## SOURCE MATERIAL

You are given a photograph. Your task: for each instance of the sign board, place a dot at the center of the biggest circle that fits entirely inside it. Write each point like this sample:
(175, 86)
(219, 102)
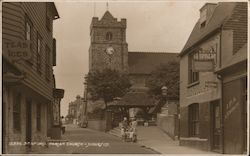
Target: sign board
(212, 84)
(56, 110)
(204, 59)
(18, 50)
(203, 66)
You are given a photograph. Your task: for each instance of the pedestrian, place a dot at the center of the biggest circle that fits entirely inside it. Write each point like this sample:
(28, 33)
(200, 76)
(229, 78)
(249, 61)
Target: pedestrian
(133, 125)
(124, 127)
(61, 125)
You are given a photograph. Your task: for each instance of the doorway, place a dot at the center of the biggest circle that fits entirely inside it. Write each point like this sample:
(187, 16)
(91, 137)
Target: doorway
(216, 126)
(28, 122)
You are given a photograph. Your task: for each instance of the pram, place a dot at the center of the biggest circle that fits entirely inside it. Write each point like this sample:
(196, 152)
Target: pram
(129, 134)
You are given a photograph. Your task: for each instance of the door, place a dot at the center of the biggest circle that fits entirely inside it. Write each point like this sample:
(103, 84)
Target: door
(216, 126)
(28, 122)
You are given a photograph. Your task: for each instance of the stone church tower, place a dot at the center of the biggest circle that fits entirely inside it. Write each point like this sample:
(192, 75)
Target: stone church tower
(108, 47)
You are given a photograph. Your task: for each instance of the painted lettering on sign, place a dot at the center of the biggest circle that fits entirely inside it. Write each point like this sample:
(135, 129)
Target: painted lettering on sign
(18, 50)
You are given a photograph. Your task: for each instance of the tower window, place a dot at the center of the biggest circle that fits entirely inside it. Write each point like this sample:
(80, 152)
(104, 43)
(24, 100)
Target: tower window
(109, 36)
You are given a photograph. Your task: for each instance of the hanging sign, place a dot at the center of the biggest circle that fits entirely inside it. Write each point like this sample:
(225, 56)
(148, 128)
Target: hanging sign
(18, 50)
(211, 84)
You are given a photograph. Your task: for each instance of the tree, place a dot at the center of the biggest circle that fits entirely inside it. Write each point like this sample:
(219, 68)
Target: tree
(165, 75)
(107, 84)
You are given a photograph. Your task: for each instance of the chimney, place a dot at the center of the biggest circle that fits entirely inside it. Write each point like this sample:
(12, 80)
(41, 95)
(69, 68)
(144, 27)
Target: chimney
(206, 13)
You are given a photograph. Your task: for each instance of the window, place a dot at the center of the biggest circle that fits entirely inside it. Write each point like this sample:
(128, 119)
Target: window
(17, 112)
(28, 29)
(193, 111)
(28, 36)
(48, 23)
(193, 75)
(39, 50)
(109, 36)
(203, 18)
(38, 117)
(47, 63)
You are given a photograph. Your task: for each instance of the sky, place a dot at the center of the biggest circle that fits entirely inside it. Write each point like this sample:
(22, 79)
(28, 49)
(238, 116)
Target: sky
(151, 26)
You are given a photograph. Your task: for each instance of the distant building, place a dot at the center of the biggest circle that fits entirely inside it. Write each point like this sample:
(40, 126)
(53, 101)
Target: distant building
(28, 57)
(77, 110)
(109, 49)
(213, 110)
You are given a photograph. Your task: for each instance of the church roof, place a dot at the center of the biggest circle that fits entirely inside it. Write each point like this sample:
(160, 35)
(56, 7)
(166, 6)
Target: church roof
(135, 99)
(146, 62)
(107, 15)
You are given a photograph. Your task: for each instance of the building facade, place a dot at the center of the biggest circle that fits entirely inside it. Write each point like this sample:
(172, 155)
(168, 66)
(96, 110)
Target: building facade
(28, 55)
(213, 92)
(77, 110)
(109, 49)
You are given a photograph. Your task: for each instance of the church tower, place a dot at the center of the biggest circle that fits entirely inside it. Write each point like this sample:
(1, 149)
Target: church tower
(108, 46)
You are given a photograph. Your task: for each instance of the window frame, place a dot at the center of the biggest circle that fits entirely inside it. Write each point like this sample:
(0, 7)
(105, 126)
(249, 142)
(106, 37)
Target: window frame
(193, 120)
(109, 36)
(29, 22)
(17, 112)
(47, 62)
(48, 23)
(38, 117)
(193, 76)
(39, 53)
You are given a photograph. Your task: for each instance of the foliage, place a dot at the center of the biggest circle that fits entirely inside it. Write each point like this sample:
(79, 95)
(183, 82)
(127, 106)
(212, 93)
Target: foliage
(165, 75)
(107, 84)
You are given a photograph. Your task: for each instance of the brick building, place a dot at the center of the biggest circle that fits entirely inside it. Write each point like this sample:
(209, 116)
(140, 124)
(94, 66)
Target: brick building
(109, 49)
(213, 99)
(28, 57)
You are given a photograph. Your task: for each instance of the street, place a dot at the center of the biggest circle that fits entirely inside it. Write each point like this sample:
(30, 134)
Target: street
(87, 141)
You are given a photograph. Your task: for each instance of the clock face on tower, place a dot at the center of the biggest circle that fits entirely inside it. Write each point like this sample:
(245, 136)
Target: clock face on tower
(110, 51)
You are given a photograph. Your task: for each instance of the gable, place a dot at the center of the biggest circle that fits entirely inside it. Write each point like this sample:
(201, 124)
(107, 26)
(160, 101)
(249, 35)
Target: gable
(221, 13)
(146, 62)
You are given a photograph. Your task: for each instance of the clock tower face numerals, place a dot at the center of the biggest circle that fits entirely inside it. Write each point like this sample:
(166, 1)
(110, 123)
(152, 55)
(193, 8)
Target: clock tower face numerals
(108, 47)
(110, 51)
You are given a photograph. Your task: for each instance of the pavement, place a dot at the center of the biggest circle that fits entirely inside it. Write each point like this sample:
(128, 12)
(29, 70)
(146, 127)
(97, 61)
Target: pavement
(87, 141)
(158, 140)
(154, 138)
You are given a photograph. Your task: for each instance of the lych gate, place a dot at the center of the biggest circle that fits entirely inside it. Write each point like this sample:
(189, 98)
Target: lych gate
(140, 101)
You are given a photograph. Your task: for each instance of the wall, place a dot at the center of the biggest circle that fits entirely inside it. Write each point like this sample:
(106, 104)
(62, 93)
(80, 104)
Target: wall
(168, 124)
(98, 57)
(99, 125)
(199, 93)
(14, 29)
(12, 135)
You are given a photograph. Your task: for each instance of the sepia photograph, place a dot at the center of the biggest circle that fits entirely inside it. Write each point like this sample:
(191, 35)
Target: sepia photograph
(124, 77)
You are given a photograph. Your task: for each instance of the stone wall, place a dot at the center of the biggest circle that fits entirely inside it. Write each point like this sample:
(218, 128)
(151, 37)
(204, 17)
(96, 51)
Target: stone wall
(99, 125)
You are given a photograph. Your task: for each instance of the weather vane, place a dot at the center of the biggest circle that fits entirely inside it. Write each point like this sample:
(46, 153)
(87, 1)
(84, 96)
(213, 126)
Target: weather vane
(107, 5)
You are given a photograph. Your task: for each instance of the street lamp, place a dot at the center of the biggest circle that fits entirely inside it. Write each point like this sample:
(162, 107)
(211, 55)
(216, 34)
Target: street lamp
(164, 91)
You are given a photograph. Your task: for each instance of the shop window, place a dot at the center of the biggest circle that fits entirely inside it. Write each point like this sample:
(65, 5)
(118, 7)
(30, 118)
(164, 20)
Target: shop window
(39, 51)
(17, 112)
(193, 75)
(47, 63)
(193, 111)
(38, 117)
(109, 36)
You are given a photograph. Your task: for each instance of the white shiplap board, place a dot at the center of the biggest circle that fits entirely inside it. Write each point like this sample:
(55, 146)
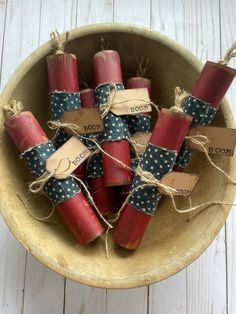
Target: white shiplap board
(228, 35)
(207, 286)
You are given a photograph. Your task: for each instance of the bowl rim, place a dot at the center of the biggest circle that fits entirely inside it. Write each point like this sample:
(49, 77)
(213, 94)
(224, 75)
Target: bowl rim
(150, 277)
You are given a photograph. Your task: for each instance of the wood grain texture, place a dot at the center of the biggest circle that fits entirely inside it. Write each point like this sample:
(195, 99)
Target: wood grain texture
(196, 26)
(78, 298)
(228, 31)
(44, 289)
(83, 299)
(202, 287)
(168, 18)
(132, 301)
(12, 273)
(92, 11)
(136, 300)
(3, 11)
(132, 12)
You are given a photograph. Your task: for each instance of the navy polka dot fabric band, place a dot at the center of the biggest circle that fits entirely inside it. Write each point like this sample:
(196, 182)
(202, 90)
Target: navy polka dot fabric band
(203, 114)
(57, 190)
(61, 102)
(115, 128)
(60, 138)
(139, 123)
(158, 161)
(94, 168)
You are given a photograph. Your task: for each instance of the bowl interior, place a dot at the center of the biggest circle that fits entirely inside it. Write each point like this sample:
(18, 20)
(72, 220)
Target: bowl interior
(172, 240)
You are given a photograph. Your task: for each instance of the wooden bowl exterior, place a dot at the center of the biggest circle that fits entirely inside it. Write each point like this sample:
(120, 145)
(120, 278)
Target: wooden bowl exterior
(172, 240)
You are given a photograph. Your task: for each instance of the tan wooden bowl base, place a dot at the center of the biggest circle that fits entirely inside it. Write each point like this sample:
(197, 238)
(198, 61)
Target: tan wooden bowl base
(172, 240)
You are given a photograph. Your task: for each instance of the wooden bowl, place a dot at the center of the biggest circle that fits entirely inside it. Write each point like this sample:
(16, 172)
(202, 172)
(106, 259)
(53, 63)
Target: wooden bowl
(172, 240)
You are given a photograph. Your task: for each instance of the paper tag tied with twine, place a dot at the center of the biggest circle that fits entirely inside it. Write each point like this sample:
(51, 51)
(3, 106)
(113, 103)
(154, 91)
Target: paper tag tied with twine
(182, 183)
(67, 158)
(221, 141)
(87, 120)
(140, 141)
(130, 101)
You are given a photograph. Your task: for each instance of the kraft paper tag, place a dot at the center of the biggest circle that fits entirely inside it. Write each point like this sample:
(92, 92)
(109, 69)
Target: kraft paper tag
(141, 141)
(221, 140)
(130, 101)
(67, 158)
(184, 183)
(88, 120)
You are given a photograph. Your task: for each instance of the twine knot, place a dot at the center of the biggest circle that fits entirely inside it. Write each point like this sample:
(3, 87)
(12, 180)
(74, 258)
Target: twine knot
(14, 108)
(58, 41)
(150, 180)
(56, 125)
(105, 45)
(180, 95)
(38, 185)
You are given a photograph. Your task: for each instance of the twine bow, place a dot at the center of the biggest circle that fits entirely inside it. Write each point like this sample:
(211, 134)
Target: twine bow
(56, 125)
(58, 41)
(231, 53)
(14, 108)
(180, 95)
(38, 185)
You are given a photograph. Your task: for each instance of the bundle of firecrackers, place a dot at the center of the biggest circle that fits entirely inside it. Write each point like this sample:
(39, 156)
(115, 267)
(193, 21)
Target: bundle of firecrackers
(97, 165)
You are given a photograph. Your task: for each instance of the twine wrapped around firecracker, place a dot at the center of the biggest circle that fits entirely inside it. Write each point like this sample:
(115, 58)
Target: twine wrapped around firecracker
(58, 41)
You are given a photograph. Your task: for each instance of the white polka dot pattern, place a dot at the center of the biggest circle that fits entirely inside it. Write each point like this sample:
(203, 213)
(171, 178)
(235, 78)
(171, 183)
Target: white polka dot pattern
(139, 123)
(157, 161)
(57, 190)
(203, 114)
(115, 127)
(94, 168)
(61, 102)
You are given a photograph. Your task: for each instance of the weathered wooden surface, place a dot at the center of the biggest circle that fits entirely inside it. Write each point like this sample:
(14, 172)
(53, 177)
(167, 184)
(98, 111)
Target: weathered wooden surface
(207, 28)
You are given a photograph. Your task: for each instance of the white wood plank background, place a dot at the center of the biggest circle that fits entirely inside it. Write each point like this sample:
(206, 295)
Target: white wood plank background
(205, 27)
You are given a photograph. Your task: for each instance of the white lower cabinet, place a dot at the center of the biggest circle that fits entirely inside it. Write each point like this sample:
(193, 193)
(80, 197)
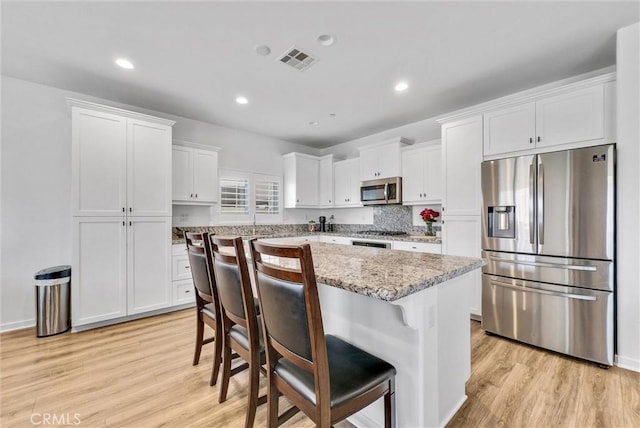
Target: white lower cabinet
(461, 237)
(121, 266)
(418, 247)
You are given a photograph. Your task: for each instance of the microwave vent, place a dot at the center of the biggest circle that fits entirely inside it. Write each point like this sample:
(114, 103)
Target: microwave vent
(298, 58)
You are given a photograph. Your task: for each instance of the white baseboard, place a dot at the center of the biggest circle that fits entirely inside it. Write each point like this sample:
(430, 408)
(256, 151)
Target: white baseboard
(83, 327)
(628, 363)
(18, 325)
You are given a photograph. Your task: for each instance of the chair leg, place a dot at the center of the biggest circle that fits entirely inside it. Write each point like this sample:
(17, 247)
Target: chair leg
(199, 338)
(390, 406)
(217, 356)
(226, 372)
(272, 403)
(254, 379)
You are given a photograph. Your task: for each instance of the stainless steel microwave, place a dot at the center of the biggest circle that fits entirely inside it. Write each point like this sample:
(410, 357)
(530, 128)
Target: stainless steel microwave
(381, 192)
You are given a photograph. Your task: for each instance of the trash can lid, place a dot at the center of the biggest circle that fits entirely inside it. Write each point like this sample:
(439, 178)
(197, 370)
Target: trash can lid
(55, 272)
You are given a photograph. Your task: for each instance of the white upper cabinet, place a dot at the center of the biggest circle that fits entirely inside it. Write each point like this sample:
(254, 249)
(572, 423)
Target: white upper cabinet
(381, 160)
(148, 168)
(195, 175)
(569, 117)
(121, 162)
(325, 192)
(510, 129)
(461, 158)
(346, 183)
(301, 175)
(422, 175)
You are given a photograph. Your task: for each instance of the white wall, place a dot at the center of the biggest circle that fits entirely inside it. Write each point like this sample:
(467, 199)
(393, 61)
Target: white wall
(36, 182)
(628, 159)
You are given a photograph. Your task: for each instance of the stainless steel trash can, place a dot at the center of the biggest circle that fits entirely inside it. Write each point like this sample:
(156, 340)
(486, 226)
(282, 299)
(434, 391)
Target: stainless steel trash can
(53, 300)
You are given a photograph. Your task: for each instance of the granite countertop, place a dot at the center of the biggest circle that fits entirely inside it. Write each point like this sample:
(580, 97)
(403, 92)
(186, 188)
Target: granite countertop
(409, 238)
(382, 273)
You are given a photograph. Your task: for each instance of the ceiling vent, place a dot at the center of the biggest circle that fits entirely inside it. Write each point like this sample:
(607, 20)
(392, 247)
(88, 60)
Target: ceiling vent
(298, 59)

## TASK TO COMPLETE
Transcribe each line of the data above, unaltered, from the one where "Target: twine wrapped around firecracker" appears to the one where "the white wood" appears, inclusive of both.

## ANSWER AREA
Target: twine wrapped around firecracker
(58, 41)
You are given a photograph. Your task: for each instance of the white polka dot pattern, place a dot at the center of the biggest circle that fits entirely inside it. Write each point like this sample:
(203, 213)
(171, 178)
(235, 78)
(171, 183)
Target: white polka dot pattern
(139, 123)
(157, 161)
(57, 190)
(203, 114)
(115, 127)
(94, 168)
(61, 102)
You are given a photograph. Your task: for each instance of the weathered wooden surface, place a dot at the center of the biggest circle that fits entirely inside it. Write each point like this sample:
(14, 172)
(53, 177)
(167, 184)
(98, 111)
Target: weathered wooden surface
(207, 28)
You are given a photograph. Your task: for each instance of the white wood plank background, place a dot at the center of the biggest circle that fits entirely inside it. Write each point like this sample:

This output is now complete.